**What is expected:** Output all records verbatim.

Dataset records
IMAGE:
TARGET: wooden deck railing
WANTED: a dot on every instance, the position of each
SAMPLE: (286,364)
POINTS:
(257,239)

**Task answer:**
IMAGE:
TARGET: wooden deck railing
WANTED: a dot on every instance, the position of each
SAMPLE: (286,364)
POINTS:
(257,239)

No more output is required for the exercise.